* **Task set**:
1. How would you restate, more briefly, the paragraph in the article about Dara McAnulty that begins "I remember a girl of about four", keeping its main facts?
2. Carry on the article about Dara McAnulty from the point where it stops.

* **Study text**:
____

Award-winning Asperger blogger raising funds to tag raptors
‘I like the way I can talk to the natural world and it doesn’t talk back,’ says Dara McAnulty
Dara McAnulty with his mother Róisín and sister Bláthnaid. “Nature is like the heart of the house,” says Róisín. “It’s how we live our lives.” Photograph: Freya McClements
As we drive through the snow-covered mountains of Co Fermanagh, a large bird of prey swoops in front of us.
The car stops, and 13-year-old Dara McAnulty leaps out, camera in hand. He runs back up the road to where the bird has perched on a bare treetop.
“It’s a buzzard,” he shouts, as he edges closer, camera clicking, trying to take the perfect shot.
It’s all material for his award-winning blog – Young Fermanagh Naturalist – where he shares his love for nature and explains how it connects him to a world which, as a teenager with Asperger syndrome, can often feel overwhelming.
“I like the way I can talk to the natural world and it doesn’t talk back,” explains Dara.
“I can be myself. It doesn’t care, it doesn’t judge, it doesn’t hold any grudges.
“It doesn’t scrutinise you, it doesn’t criticise you, it just lets you be yourself.”
As Dara returns with his photographs, the rest of the family pile out of the car – mum and dad Róisín and Paul, and Dara’s siblings Lorcan (10) and Bláthnaid (8).
We are headed for a mountain-top about a kilometre’s walk away, part of the Marble Arch Caves Global Geopark and one of the McAnultys’ favourite spots.
All three of the children are on the autistic spectrum. Dara and Lorcan have been diagnosed with Asperger syndrome, and Bláthnaid with autism.
‘Slightly beautiful wiring’
Róisín says, “Autism gives you a lot of focus and motivation to pursue what you’re interested in. [It is] this slightly beautiful wiring that’s just part of life.”
The family moved to Fermanagh, Róisín’s home county, from Belfast when Dara was 10 because they found city life too constraining.
“We would be in the park, for instance,” says Róisín, “and I don’t know how many times I was chastised by other mothers because my kids were climbing trees or going too high on the climbing frame.”
“I remember a girl of about four who found a pine cone and brought it over to her mummy and asked what it was, and she was told to throw it away, it’s dirty,” adds Paul, a conservation scientist with the Northern Ireland Environment Agency. “That was a real missed opportunity to learn.”
“When we moved here everything changed, the whole dynamic of our family changed,” says Róisín. “It felt like being on holiday all the time.”
“Nature is like the heart of the house,” says Róisín. “It’s how we live our lives.”

____

[Point-per-instance localization data]
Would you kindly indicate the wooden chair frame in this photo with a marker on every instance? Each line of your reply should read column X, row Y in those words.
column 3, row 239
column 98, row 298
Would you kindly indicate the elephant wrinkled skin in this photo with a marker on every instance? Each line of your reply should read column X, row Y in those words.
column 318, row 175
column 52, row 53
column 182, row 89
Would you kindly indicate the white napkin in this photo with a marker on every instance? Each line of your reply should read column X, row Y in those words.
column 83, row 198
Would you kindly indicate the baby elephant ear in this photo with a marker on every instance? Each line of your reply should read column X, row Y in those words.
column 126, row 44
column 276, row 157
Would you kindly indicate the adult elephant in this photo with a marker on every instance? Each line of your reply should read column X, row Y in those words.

____

* **Answer section**:
1. Paul, a conservation scientist with the Northern Ireland Environment Agency, recalls a girl of about four who found a pine cone and asked her mother what it was. She was told to throw it away because it was dirty, which he calls a real missed opportunity to learn.

2.
Dara set up his blog last year because he wanted to get more people interested in the natural world.
“With the natural world I can be free, so when I hear things about people destroying it I get cross,” he explains.
“Then I write a blog and then I’ll try and get that issue solved, and if it isn’t solved I’ll just try again and again and again.”
His blog has just been named runner-up in the Local Patch Reporters category of BBC Wildlife magazine’s blogger awards.
Last year he won the youth category in the Wildlife Trust’s 30 Days Wild campaign, and was A Focus on Nature’s best blog of 2016.
He volunteers with his local red squirrel group, monitors hen harriers with the Northern Ireland Raptor Study Group, and helps his father with the rescue bats he brings home. Dara also organises wildlife awareness displays for schools and other organisations.
A proud moment was when he was awarded the BBC Springwatch Unsprung Wildlife Hero Award. It was presented by the naturalist and broadcaster Chris Packham – who also has Asperger syndrome.
“He said I was his hero, and I only really realised when we were playing it back and I said, wait, he really said that? It wasn’t a dream? It was amazing,” says Dara.
Dara’s latest project is a 45km sponsored walk along the Cuilcagh Way at the end of January, to raise money to satellite-tag raptors.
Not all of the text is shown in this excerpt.